Start of DATA FOR THIS TASK
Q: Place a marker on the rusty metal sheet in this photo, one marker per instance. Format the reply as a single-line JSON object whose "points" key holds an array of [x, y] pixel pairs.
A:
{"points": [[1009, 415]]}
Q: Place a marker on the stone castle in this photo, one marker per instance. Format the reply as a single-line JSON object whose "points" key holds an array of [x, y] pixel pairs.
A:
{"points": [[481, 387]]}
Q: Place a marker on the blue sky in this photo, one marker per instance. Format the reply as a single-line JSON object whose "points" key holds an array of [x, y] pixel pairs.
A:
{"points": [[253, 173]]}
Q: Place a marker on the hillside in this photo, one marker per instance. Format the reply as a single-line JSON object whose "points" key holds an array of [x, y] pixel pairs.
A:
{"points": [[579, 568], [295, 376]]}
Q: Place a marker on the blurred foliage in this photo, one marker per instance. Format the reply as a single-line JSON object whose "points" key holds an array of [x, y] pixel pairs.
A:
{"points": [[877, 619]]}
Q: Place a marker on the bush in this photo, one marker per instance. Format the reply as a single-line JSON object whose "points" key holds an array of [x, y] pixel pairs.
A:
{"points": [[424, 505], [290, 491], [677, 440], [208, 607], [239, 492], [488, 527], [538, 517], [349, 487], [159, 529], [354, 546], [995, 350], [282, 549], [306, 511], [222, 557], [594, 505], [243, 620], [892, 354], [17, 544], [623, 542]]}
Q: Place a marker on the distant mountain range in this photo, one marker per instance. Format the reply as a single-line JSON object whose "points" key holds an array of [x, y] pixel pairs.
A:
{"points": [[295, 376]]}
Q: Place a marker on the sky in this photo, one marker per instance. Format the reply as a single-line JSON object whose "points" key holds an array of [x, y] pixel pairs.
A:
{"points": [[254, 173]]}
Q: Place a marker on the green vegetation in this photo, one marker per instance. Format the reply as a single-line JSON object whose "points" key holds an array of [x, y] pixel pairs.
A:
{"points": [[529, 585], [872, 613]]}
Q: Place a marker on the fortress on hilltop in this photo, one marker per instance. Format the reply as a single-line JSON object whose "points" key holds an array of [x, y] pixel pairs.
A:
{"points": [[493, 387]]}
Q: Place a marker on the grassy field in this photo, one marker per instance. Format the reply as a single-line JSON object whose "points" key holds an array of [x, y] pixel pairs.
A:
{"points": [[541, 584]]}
End of DATA FOR THIS TASK
Repeat, exactly and only, the lines above from the one containing "Q: Place a marker on the bush" through the end of the material.

> **OUTPUT OF THE TASK**
Q: Place a marker on the bush in this photo, one marker per instance. Format the reply as a single-line JSON object whose "points" key holds an array of [x, y] pixel pairs.
A:
{"points": [[424, 505], [290, 491], [677, 440], [208, 607], [239, 492], [488, 527], [538, 517], [349, 487], [159, 529], [354, 546], [995, 350], [282, 549], [306, 511], [222, 557], [594, 505], [243, 620], [892, 354], [17, 544], [623, 542]]}
Q: Place a marker on the distant mountain range in this photo, one marker per instance. Format the reply as a single-line JSON object whose "points" key holds an array of [x, y] pixel pairs.
A:
{"points": [[295, 376]]}
Q: Place a marker on the sky in this photo, one marker per instance. Format the reply as a single-line JSON object whose "points" key holds an array of [x, y] pixel pairs.
A:
{"points": [[254, 173]]}
Q: Place a marker on the green vegetation in this photo, one marker per instance. Format the reply as a single-line JSON object whose "points" key holds an array of [x, y] pixel pairs.
A:
{"points": [[529, 585], [872, 613]]}
Q: Place a marker on the fortress on hilltop in this photo, one marker per instance. Format the reply as a single-line JSON object whose "points" key holds an array of [x, y] pixel pairs.
A:
{"points": [[493, 387]]}
Q: Place a marker on the grassy field in this photo, one marker per instance. Format the reply as a single-line JSON object whose "points" key holds an array of [x, y] pixel pairs.
A:
{"points": [[541, 584]]}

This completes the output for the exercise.